*EXERCISE GOAL*:
Please state how many lines in the records below contain the word "water"; the answer should be a number and nothing else.

*DATA PROVIDED*:
________________________
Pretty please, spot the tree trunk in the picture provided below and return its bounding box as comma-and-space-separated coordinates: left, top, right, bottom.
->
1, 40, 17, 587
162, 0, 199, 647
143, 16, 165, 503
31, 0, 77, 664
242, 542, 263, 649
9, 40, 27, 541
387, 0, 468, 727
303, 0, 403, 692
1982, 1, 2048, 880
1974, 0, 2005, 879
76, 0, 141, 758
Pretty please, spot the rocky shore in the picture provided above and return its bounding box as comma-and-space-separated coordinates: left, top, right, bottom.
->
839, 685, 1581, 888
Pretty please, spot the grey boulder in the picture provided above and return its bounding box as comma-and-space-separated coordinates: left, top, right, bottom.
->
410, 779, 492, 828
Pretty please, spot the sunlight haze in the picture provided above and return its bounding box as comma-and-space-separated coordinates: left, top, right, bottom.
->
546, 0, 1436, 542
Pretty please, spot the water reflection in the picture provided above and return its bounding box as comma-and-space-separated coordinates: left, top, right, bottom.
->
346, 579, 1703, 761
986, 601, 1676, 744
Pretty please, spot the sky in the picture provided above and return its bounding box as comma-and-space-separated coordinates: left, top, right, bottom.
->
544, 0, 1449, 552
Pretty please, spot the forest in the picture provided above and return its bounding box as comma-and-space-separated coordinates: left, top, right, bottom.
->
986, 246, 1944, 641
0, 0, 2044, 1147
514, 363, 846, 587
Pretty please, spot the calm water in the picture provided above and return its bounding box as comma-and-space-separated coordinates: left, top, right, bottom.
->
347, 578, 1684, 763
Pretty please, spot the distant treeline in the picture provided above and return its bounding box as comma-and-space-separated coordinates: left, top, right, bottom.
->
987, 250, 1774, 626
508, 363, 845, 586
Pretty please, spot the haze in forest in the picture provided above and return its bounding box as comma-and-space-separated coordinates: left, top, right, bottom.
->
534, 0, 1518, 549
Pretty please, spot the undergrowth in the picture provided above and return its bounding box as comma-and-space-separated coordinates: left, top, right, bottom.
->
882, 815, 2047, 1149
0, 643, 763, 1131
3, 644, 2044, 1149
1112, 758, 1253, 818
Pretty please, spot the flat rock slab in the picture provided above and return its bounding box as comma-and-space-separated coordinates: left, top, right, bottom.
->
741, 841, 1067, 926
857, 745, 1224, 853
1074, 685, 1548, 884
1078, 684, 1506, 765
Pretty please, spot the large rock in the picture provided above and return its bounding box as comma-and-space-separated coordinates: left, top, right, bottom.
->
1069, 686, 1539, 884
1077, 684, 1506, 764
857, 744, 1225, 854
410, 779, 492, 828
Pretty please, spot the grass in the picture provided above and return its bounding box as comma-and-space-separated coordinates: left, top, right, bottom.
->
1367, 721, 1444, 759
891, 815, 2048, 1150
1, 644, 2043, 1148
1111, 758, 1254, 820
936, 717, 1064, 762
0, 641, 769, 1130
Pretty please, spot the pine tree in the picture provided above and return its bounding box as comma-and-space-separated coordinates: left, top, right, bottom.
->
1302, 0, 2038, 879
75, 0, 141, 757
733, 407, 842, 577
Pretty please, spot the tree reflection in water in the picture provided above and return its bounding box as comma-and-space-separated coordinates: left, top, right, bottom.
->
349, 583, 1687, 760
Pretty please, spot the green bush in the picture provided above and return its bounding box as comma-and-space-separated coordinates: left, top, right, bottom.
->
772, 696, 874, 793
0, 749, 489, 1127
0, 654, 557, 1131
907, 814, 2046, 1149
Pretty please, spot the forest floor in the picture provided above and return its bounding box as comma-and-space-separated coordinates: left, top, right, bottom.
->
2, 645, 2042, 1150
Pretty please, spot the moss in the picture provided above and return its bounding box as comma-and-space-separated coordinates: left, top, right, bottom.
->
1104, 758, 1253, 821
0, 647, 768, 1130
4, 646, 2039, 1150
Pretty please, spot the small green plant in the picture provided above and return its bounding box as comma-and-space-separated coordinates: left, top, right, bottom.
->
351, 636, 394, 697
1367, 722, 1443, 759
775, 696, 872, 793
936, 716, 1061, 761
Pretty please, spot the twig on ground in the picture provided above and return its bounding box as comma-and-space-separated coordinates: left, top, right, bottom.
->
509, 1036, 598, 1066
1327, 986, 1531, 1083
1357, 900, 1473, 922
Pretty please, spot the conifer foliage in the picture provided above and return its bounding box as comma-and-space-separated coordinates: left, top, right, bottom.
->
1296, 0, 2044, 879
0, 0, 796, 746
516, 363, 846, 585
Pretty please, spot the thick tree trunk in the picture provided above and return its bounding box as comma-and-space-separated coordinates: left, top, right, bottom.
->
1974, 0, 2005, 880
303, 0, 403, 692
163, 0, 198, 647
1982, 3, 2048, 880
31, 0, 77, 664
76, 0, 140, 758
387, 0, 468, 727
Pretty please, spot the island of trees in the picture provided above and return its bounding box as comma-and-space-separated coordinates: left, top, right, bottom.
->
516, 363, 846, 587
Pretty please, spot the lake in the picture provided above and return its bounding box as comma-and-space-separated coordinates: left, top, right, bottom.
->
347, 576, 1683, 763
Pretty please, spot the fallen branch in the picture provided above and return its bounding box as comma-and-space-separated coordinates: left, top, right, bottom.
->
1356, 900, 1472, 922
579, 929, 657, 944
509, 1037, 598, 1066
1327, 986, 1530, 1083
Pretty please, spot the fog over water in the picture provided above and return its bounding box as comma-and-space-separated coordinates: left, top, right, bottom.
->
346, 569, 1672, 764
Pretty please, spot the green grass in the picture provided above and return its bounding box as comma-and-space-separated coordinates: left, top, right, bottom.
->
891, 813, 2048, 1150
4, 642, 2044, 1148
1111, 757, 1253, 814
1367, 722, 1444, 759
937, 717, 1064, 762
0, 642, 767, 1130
________________________
*EXPECTED OUTPUT*:
4